Exercise requirements:
In the blog post that follows, what is the title of the essay collection the writer has been dipping into?

═════ Document passage

Tuesday, December 26, 2006

Adrift


Since I started this blog I've been able to keep my promise to myself to post something each day. Up until today, that has been easy enough: there are always ideas in the air at work, and when I'm not at work, there is always what I am reading or trying to think my way through to fall back on. But today I'm at a loss. My back is still bothering me. The doctor has no openings until Friday. In the meantime, I find it hard to do anything at all for more than a few minutes at a time, much less concentrate on something for long enough to shape a coherent post. I've been dipping into the collection of short esssays from the New York Times entitled Writers on Writing. (The most interesting or resonant single passage I've come across today is from Kent Haruf:
It's important to me to maintain this impression of spontaneity. By spontaneity I mean a sense of freshness and vividness. Perhaps at times even a suggestion of awkwardness. Otherwise, prose sounds to me stilted and too polished, as if the life of it were perfected out of it. It's very difficult to arrive at this sense of freshness and spontaneity in prose—in my experience, it takes a great deal of effort and practice and years of concentrated apprenticeship—but I believe it is one of the most important attributes to achieve. That, and simplicity. And clarity. Those would be the holy trinity in the art of fiction writing.

══════════
═════ Data

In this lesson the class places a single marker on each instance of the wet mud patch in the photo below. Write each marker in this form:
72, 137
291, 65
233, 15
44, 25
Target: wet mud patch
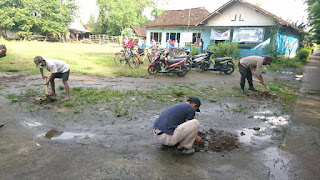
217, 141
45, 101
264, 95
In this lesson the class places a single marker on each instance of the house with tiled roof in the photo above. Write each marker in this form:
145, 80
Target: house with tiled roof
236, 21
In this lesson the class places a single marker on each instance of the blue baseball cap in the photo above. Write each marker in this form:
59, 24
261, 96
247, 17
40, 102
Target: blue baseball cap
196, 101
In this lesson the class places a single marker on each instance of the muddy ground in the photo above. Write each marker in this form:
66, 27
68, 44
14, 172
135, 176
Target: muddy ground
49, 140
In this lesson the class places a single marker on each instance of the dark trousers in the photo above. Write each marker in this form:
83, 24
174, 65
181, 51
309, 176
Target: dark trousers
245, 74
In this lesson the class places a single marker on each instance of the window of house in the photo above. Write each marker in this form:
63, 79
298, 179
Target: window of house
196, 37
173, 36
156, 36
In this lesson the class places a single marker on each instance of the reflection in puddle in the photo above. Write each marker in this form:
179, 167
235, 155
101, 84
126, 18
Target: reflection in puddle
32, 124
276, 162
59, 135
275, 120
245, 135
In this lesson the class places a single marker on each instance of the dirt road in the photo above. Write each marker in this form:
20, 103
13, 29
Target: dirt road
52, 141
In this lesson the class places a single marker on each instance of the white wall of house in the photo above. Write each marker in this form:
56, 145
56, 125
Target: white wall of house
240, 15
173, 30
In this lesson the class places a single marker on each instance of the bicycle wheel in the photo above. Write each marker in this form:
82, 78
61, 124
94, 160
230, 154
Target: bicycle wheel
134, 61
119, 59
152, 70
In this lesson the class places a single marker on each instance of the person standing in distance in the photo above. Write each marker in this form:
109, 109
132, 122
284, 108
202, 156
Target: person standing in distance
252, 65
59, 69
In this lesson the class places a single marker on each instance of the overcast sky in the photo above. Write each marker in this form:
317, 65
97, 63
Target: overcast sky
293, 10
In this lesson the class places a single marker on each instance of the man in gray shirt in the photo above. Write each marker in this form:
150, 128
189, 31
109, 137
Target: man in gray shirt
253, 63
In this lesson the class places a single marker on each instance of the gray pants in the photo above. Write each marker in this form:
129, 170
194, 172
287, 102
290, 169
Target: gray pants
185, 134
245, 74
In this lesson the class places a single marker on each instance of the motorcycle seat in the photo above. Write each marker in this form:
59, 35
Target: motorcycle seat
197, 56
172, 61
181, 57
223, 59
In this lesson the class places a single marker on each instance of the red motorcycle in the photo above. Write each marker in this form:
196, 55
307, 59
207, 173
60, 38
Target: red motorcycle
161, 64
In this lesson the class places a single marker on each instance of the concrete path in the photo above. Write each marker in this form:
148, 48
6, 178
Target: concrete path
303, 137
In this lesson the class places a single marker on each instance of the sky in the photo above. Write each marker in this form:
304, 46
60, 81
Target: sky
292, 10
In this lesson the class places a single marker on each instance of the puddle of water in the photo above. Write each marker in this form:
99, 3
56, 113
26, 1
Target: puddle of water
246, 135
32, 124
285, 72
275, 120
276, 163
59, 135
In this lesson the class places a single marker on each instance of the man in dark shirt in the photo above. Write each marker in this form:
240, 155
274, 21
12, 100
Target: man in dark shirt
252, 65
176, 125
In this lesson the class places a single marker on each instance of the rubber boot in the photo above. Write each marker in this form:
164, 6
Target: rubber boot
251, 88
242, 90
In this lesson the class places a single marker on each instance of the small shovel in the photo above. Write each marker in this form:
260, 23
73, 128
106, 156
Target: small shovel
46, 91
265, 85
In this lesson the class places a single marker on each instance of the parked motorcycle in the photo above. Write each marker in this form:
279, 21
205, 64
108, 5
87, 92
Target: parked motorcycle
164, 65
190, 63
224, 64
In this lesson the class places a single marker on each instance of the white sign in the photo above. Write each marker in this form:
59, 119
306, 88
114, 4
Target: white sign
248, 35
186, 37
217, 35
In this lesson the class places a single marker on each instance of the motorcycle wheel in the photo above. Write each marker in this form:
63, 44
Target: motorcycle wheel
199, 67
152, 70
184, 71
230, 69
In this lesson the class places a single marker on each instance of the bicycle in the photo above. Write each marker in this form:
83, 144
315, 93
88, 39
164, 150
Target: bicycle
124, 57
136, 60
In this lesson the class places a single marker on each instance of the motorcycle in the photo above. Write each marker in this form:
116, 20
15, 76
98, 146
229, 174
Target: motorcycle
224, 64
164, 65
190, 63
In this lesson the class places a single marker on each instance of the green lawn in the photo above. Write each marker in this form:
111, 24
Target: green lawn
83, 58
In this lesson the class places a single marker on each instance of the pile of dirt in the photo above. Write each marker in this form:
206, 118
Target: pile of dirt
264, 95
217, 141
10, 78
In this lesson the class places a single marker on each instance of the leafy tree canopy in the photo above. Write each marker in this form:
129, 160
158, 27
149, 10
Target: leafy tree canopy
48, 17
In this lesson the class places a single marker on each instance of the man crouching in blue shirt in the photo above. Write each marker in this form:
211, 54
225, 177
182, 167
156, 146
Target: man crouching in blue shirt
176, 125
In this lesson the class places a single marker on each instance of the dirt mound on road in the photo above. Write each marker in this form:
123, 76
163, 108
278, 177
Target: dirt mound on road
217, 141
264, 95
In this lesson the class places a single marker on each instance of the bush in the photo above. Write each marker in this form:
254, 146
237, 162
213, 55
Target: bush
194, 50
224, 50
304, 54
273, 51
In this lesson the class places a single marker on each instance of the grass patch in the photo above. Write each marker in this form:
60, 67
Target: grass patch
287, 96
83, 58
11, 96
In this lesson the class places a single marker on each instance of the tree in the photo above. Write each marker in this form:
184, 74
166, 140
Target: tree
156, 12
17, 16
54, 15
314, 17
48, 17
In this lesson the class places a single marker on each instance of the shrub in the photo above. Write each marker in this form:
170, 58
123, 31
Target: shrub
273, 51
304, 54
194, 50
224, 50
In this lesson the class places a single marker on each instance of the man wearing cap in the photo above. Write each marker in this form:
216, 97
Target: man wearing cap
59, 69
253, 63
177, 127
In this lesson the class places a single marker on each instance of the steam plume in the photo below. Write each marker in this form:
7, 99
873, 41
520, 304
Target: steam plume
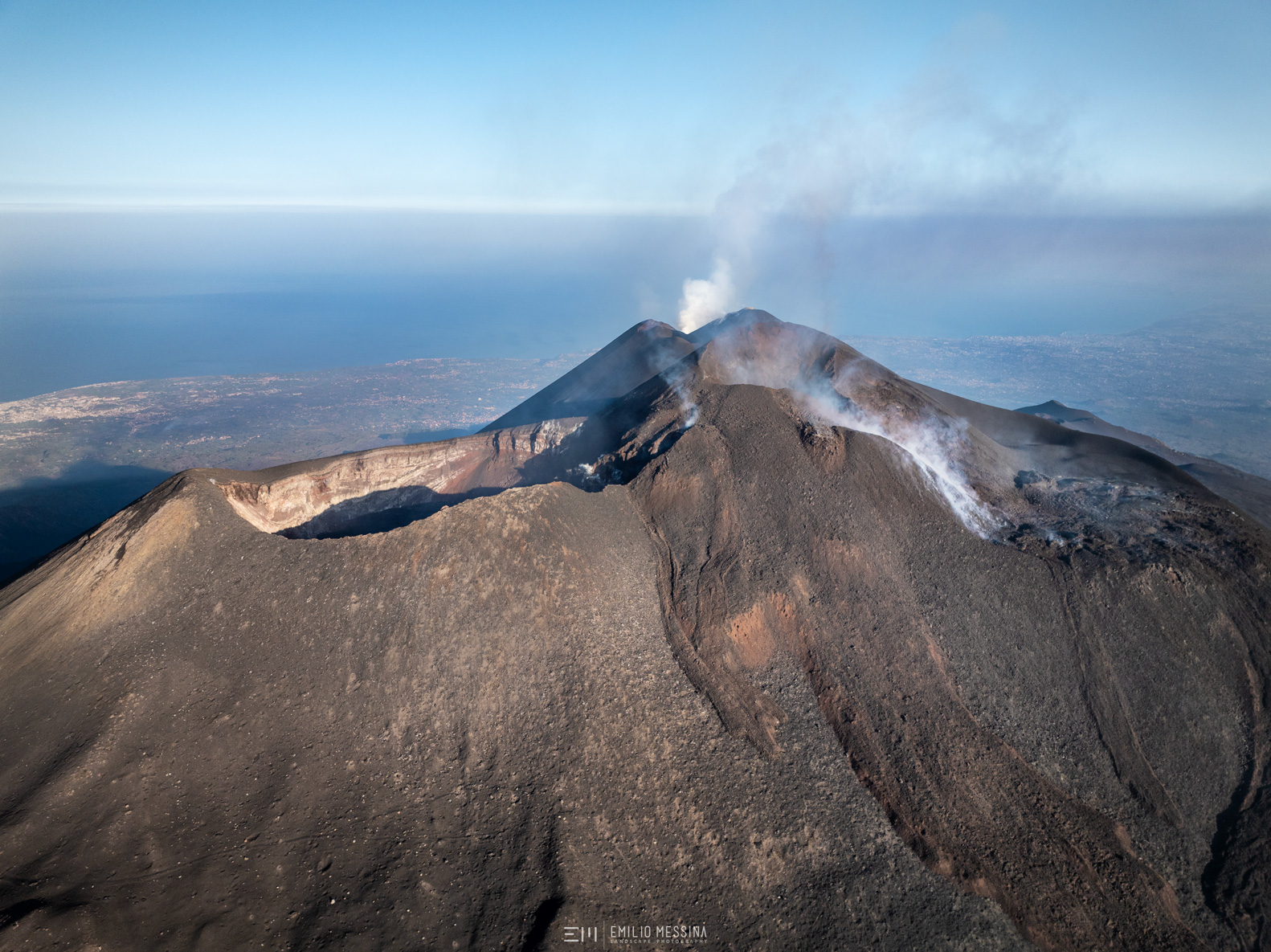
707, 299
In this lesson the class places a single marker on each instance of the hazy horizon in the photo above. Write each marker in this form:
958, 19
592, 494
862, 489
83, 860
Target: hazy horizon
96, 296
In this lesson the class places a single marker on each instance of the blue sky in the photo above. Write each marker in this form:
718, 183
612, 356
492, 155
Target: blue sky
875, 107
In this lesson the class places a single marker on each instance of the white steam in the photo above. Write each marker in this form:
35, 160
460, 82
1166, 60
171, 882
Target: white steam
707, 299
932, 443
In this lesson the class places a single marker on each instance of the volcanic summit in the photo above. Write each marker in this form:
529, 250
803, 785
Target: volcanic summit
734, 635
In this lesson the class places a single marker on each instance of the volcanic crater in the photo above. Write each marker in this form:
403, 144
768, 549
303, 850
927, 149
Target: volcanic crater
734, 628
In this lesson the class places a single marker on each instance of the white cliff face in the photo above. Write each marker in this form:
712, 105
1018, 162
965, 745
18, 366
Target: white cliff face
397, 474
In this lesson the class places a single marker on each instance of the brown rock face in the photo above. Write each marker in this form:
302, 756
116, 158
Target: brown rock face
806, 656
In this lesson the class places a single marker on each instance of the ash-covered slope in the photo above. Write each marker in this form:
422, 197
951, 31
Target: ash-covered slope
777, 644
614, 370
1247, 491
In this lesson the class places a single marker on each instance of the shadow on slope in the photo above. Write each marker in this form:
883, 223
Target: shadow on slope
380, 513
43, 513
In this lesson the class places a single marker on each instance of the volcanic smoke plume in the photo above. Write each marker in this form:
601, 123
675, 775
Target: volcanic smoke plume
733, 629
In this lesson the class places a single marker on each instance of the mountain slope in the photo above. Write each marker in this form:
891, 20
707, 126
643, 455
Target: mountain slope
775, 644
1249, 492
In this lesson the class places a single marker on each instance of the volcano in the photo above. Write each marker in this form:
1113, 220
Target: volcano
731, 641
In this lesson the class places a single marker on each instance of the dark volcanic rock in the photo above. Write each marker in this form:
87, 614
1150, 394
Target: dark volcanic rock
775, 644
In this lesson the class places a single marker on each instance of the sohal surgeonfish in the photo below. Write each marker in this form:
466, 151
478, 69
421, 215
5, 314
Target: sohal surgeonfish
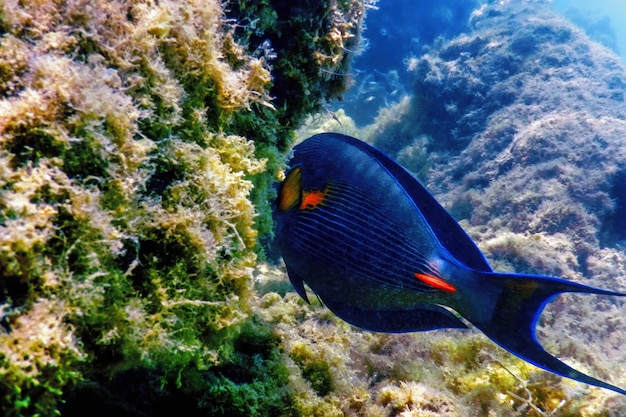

══════════

Solved exercise:
Writers on Writing, a collection of short essays from the New York Times.